▶ [Brief]: Update the listing below by replacing "instance" with "occurrence" throughout, leaving all other text unchanged. Omit the pictures from your answer.

--- start of Dataset records ---

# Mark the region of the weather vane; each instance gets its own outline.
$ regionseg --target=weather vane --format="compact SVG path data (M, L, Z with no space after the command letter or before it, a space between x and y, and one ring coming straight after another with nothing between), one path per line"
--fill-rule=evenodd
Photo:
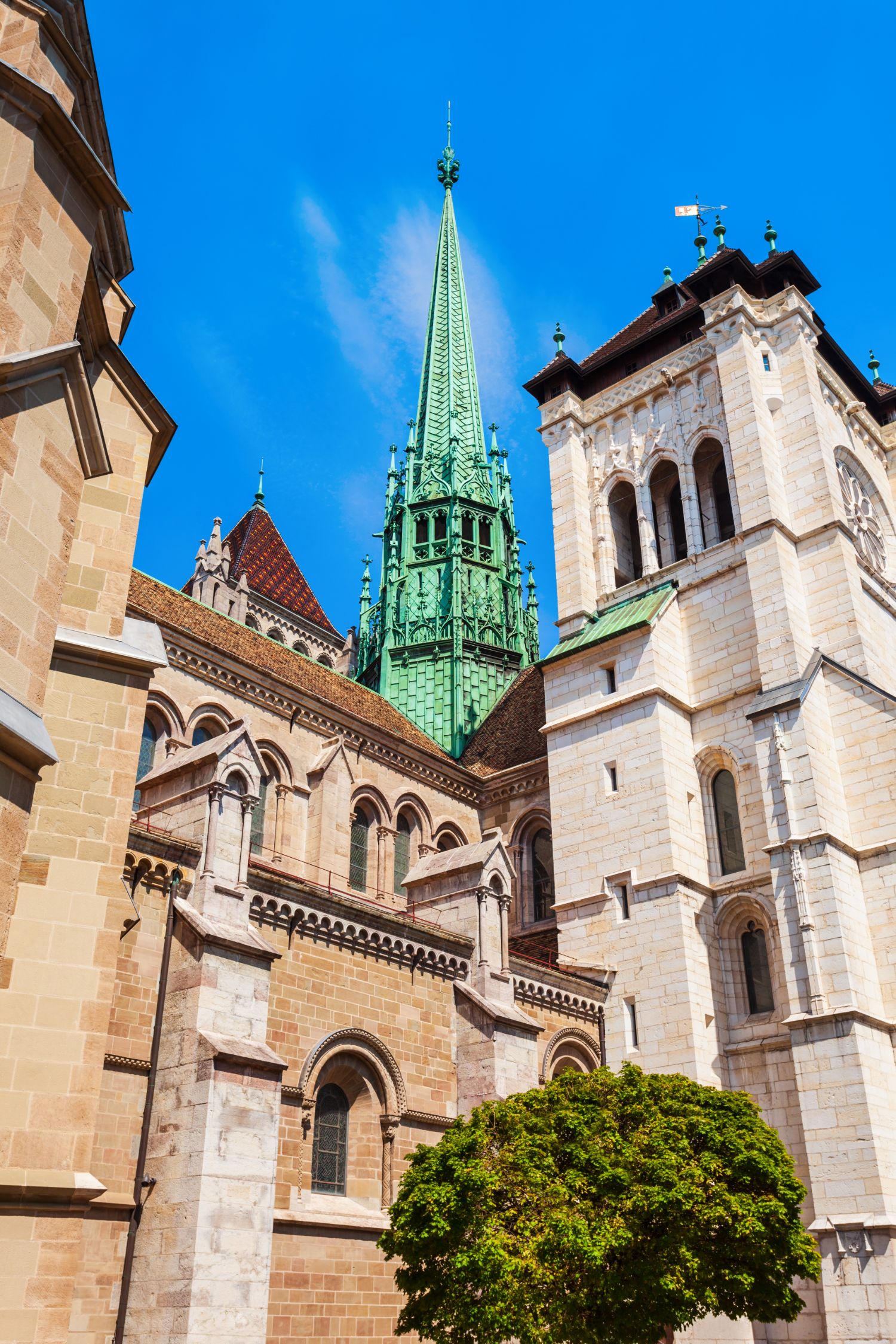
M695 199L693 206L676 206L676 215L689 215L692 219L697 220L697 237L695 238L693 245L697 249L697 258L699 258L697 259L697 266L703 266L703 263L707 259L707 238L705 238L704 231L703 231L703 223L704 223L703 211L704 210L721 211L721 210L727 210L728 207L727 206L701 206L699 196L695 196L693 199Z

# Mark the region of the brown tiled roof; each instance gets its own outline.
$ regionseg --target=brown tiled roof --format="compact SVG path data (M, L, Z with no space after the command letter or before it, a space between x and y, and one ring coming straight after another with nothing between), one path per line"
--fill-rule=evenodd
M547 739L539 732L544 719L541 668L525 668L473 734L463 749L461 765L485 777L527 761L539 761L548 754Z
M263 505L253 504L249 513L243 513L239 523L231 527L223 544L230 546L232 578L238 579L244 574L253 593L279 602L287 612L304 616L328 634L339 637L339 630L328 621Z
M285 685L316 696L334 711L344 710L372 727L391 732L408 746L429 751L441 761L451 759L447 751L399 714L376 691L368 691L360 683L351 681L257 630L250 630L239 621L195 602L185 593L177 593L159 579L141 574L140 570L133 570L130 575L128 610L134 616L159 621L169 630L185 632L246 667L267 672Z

--- end of Dataset records ---

▶ [Worked answer]:
# Mark the region of the weather vane; each occurrence gets its own outline.
$ regionseg --target=weather vane --format="compact SVG path data (M, L, Z with no space after the command letter or before it, a space between x and y, and one ring coming straight after another with nothing between), one path per line"
--fill-rule=evenodd
Photo:
M695 199L693 206L676 206L676 215L689 215L692 219L697 220L697 237L695 238L693 245L697 249L697 258L699 258L697 259L697 266L703 266L703 263L707 259L707 238L705 238L704 231L703 231L703 223L704 223L703 211L704 210L721 211L721 210L727 210L728 207L727 206L701 206L699 196L695 196L693 199Z

# Mark the region of the brown tiled roof; each occurrence gets its own outline.
$ regionseg --target=brown tiled roof --format="compact SVG path data (M, L, Z with no space after the command letter or before it, a space between x and y, and one ring coming straight after another with nothing between), one path per line"
--fill-rule=evenodd
M547 739L539 732L544 719L541 668L525 668L473 734L463 749L461 765L485 777L527 761L539 761L548 754Z
M263 505L253 504L249 513L243 513L239 523L231 527L223 544L230 546L232 578L238 579L244 574L253 593L279 602L287 612L304 616L328 634L339 637L339 630L328 621Z
M285 685L316 696L334 711L344 710L372 727L391 732L408 746L429 751L441 761L451 759L447 751L399 714L376 691L368 691L360 683L351 681L257 630L250 630L239 621L195 602L185 593L177 593L159 579L141 574L140 570L133 570L130 575L128 610L134 616L159 621L169 630L185 632L246 667L267 672Z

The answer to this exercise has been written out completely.